-- Action item --
Continue the article on the Royals' Game 3 loss to the Mets, starting right after its final sentence.

[[ Provided text open ]]

Royals are far from flawless in Game 3 loss to Mets
NEW YORK (AP) The Kansas City Royals left their near flawless brand of baseball at home.
That Gold Glove defense led by Eric Hosmer bungled several key plays. Those bats that couldn't miss at Kauffman Stadium in the first two World Series games were flailing helplessly against Noah Syndergaard once the rookie settled in. The nearly unhittable bullpen had trouble getting outs at raucous Citi Field.
Yordano Ventura gave back two early leads and the Royals looked uncharacteristically shaky in a 9-3 loss to the New York Mets on Friday night that cut their lead to 2-1 in the best-of-seven series.
''They did a good job of capitalizing on all our mistakes,'' Hosmer said. ''Hopefully, we got them all out of the way tonight.''
Now it falls to 6-foot-10 Chris Young, pitching on three days' rest after his hitless relief appearance in Game 1, to try to push the Royals to the brink of their first World Series championship since 1985. He's set to start Game 4 on Saturday night against the Mets' Steven Matz.
The Royals got off to a hot start on a chilly night, shouting at Syndergaard after the golden-locked right-hander's first pitch sailed over the head of Alcides Escobar and scoring a run on Hosmer's fielder's choice.
But the unpredictable Ventura gave the lead right back, allowing a two-run homer to David Wright. He gave up another two-run shot, this time to Curtis Granderson, in the third to waste another lead.
''A lot of pitches were just coming back over the middle of the plate, and that's what happens when you leave them up,'' said Ventura, whose velocity was down on his near 100 mph fastball.
The right-hander really lost his way in the fourth.
After giving up two hits to open the inning, Ventura got Michael Conforto to hit a grounder between first and second base, with the infield playing in. Hosmer ranged far to his right to field the ball, nearly bumping into second baseman Ben Zobrist. Ventura made no effort to cover first and Homser made a late diving attempt to tag the bag.
''You could tell he was starting to get a little flustered,'' Royals manager Ned Yost said about Ventura. ''Started losing his focus and concentration at that point.''
The not-so-speedy Conforto beat the play for an infield hit, upping the Mets' lead to 5-3 and putting runners on first and third with none out.

[[ Provided text closed ]]
[[ Dataset content open ]]

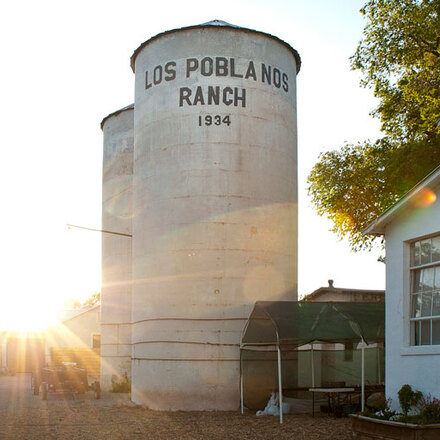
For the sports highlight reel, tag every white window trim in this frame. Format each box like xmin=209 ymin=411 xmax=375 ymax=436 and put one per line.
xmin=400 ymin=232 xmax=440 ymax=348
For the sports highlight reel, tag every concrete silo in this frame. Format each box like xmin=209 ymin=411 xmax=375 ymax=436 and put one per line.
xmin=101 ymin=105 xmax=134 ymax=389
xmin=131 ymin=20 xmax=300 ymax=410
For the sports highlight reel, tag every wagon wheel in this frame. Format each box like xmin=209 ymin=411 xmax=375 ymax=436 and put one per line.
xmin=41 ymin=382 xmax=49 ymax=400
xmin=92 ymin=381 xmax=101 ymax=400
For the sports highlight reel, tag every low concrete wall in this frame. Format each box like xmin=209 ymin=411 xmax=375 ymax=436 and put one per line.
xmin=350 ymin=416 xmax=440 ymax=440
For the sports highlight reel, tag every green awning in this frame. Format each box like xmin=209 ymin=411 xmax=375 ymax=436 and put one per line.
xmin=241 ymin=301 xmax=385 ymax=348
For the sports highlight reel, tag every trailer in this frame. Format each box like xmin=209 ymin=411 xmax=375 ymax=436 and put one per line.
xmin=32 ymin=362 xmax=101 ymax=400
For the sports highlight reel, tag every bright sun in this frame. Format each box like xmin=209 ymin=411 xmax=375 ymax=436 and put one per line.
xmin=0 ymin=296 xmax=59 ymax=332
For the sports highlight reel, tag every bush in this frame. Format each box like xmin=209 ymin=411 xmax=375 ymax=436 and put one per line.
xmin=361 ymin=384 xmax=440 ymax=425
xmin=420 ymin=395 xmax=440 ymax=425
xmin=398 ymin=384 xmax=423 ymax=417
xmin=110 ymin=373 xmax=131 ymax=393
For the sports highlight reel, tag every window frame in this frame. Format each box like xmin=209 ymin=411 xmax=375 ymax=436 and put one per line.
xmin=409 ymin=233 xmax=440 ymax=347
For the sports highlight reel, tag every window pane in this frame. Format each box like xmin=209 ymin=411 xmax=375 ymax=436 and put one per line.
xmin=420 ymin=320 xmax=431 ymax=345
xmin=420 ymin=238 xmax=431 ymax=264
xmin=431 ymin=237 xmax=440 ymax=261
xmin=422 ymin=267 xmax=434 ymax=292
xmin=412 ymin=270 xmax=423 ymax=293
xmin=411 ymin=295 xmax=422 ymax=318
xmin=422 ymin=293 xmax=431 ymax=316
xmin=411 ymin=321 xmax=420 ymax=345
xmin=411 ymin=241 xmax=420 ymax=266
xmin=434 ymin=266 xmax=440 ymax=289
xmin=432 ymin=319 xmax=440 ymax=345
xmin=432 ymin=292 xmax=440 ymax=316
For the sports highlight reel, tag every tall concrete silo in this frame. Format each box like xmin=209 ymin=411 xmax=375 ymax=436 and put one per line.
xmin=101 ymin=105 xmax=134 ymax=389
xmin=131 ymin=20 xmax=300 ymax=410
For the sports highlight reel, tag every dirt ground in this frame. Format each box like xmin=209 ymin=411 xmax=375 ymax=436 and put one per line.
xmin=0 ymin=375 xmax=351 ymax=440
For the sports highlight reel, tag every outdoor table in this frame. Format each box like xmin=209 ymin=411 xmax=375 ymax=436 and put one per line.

[[ Dataset content closed ]]
[[ Dataset content open ]]

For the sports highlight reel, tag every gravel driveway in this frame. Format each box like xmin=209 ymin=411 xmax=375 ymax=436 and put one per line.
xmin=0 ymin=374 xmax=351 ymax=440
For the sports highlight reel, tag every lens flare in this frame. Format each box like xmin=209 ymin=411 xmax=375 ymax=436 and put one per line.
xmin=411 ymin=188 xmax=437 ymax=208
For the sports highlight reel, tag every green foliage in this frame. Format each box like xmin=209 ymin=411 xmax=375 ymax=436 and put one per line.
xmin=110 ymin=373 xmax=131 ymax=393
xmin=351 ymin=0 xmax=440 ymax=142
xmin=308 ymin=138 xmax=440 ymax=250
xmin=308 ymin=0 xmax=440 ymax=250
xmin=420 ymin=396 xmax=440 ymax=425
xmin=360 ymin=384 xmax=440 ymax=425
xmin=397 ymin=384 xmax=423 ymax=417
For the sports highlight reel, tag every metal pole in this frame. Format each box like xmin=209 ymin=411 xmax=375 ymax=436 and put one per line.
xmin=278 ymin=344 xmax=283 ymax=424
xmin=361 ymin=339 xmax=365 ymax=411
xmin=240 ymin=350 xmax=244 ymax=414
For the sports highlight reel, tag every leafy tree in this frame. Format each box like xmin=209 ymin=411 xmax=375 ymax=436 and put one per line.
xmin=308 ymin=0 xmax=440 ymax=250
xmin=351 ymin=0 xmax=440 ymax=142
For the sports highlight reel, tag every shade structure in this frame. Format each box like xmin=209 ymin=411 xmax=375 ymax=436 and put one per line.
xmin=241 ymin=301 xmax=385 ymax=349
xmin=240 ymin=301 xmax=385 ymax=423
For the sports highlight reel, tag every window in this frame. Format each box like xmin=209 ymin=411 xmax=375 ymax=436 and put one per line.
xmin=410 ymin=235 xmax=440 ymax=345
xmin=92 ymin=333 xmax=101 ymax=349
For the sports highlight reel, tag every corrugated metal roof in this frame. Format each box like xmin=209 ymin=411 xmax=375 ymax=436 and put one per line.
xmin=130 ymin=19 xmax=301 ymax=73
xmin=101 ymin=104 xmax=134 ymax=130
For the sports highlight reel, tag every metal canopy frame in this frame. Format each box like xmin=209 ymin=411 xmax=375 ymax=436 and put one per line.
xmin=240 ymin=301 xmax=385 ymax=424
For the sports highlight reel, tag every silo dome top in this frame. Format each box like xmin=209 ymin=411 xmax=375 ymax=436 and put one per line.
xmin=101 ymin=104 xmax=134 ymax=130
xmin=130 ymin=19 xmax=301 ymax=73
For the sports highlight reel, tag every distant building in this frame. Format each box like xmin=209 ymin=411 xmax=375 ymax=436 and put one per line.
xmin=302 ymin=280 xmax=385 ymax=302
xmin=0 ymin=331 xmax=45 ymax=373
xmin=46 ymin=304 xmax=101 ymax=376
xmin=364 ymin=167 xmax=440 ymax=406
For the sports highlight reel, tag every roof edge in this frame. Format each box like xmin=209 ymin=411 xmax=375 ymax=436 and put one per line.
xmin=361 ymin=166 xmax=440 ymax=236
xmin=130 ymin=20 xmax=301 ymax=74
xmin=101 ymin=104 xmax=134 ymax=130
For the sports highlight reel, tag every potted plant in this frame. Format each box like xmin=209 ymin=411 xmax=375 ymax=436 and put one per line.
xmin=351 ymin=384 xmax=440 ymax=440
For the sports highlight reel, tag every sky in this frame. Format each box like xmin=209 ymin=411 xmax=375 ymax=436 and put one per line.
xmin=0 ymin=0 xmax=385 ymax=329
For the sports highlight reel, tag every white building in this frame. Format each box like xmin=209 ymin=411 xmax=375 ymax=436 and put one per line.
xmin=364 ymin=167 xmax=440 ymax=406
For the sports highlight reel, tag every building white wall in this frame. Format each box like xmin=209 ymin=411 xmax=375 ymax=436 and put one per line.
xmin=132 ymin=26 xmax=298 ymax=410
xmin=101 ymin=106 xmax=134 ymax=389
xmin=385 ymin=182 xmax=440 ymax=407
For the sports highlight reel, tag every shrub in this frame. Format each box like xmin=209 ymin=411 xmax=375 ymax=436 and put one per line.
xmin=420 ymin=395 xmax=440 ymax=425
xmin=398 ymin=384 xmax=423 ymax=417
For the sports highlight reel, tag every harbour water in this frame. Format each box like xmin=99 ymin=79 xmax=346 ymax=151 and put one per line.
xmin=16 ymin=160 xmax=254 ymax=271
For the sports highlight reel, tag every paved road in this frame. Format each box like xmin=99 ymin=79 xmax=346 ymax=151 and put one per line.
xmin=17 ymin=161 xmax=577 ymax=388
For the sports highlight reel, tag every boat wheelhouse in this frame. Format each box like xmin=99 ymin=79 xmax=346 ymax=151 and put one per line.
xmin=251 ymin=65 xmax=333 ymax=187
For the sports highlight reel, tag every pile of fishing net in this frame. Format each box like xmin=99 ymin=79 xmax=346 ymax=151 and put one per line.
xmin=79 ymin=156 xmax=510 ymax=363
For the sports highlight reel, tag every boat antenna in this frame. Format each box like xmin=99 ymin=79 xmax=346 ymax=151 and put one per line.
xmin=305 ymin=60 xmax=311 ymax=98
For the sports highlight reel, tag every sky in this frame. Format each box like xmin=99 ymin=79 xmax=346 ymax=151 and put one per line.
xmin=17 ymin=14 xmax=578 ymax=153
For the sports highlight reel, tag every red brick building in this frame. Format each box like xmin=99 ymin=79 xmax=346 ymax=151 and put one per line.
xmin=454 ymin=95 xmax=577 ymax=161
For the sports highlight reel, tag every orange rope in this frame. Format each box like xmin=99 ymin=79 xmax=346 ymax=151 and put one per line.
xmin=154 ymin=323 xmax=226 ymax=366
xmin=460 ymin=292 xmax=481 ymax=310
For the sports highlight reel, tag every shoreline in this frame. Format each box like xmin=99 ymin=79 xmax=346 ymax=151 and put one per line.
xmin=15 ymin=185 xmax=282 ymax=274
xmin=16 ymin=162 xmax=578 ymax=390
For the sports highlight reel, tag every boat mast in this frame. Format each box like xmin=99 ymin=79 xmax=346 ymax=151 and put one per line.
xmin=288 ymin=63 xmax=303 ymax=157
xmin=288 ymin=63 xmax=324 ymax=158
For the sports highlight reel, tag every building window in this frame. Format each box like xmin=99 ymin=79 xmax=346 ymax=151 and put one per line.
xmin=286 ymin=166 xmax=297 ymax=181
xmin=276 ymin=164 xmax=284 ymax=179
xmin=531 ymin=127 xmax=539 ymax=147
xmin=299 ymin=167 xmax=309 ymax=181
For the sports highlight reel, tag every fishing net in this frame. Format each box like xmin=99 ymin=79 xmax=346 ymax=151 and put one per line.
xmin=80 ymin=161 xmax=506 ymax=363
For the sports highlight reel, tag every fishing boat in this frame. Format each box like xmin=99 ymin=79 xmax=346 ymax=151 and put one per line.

[[ Dataset content closed ]]

-- Response for this exercise --
The Royals got out of that jam but there was no comeback this time, though.
After allowing the first run by Kansas City's bullpen in the Series, reliever Franklin Morales threw away an opportunity to keep the score close in the sixth.
With runners on first and third, he fielded Granderson's comebacker and hesitated before throwing to second to try to start a double play. His toss was way off target and the Mets scored three more times, two of the big hits coming off near unhittable Kelvin Herrera to make it 9-3.
Morales thought he heard someone call for a throw home - perhaps catcher Salvador Perez, one of four Gold Glove nominees on the Royals - causing that slight lag before letting the ball go.
''Just a miscommunication between fielders and pitchers,'' Hosmer said.
The Royals only swung and missed three times on 94 pitches against Jacob deGrom in their 7-1 Game 2 victory, and their patient plate approach was working in the first two innings against Syndergaard. But then Mets flamethrower Syndergaard found his groove and Kansas City lost its rhythm. The Royals came up empty on 16 swings, STATS said, against Syndergaard.
From Zobrist's flyout to center field to end the second with a runner on second, the Royals made 12 straight outs before Mike Moustakas singled with two away in the sixth.
They loaded the bases with two walks but the clutch hitting was not to be found as Alex Rios grounded out for their best opportunity to get back into the game.
''We put balls in play, just didn't find any holes,'' Lorenzo Cain said.